Your instructions: Output the records below as a two-column CSV with the headers input and output, one row per record. Put the record's text and its answer each in a single quoted field, with line breaks replaced by spaces.

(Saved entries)

----------------

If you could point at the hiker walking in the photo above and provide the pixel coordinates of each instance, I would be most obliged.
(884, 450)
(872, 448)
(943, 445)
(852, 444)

----------------

Final answer:
input,output
"If you could point at the hiker walking in the photo above and provide the pixel coordinates of each instance, I would be most obliged.","(884, 450) (872, 448) (943, 445) (852, 444)"